§ **EXERCISE PROMPT**:
Repeat the passage of the forum thread about Docker failing to initialize NVML word for word, starting at the words "I am using the" and stopping after the words "everything works.".

§ **SELECTION**:
-----

Hi,
I had CUDA 11.8 running on an Geforce RTX 3090 for a long time, but at some timepoint it stopped working - I am unsure when, maybe it corresponds with an upgrade to Ubuntu 22.4, but I am unsure.
I am using the 535 Nvidia driver and CUDA 11.8 (this is necessary). Nvidia-smi and NVCC --version runs great on the host, but when I spin up a docker container with this command:
sudo docker run --rm --gpus all nvidia/cuda:11.8.0-devel-ubuntu22.04 nvidia-smi
I get the infamous “Failed to initialize NVML: Unknown Error” error.
Interestingly, if I spin up the container like this:
sudo docker run --rm --gpus all --device=/dev/nvidiactl --device=/dev/nvidia0 nvidia/cuda:11.8.0-devel-ubuntu22.04 nvidia-smi
everything works.
Unfortunately, I use premade software and I don’t think I can change its environments. I don’t really understand what’s happening here. If I attach to both of the above containers, the /dev/ folder looks identical…I guess somehow docker does not automatically attaches my GPU (there is only on RTX 3090) correcly, but I can somehow attach it manually. I also need both device entries above - the reason for that also eludes me.
Any help is greatly appreciated, I am dealing with this problem already for hours 🤯
Best
Jan
PS: My nvidia-container-toolkit version ist 1.14.5.
@Robert for moving the thread in the right forum.
Unbelievable, but after more than 2 days of trying everything, it now works. I installed a previous version of nvidia-container-toolkit - which did not solve the problem. But after updating it via apt-get everything worked.

-----

§ **GIVEN INFORMATION**:

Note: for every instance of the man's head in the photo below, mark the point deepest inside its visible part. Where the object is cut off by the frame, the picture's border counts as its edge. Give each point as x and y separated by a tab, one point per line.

-----

§ **COMPLETED TASK**:
I am using the 535 Nvidia driver and CUDA 11.8 (this is necessary). Nvidia-smi and NVCC --version runs great on the host, but when I spin up a docker container with this command:
sudo docker run --rm --gpus all nvidia/cuda:11.8.0-devel-ubuntu22.04 nvidia-smi
I get the infamous “Failed to initialize NVML: Unknown Error” error.
Interestingly, if I spin up the container like this:
sudo docker run --rm --gpus all --device=/dev/nvidiactl --device=/dev/nvidia0 nvidia/cuda:11.8.0-devel-ubuntu22.04 nvidia-smi
everything works.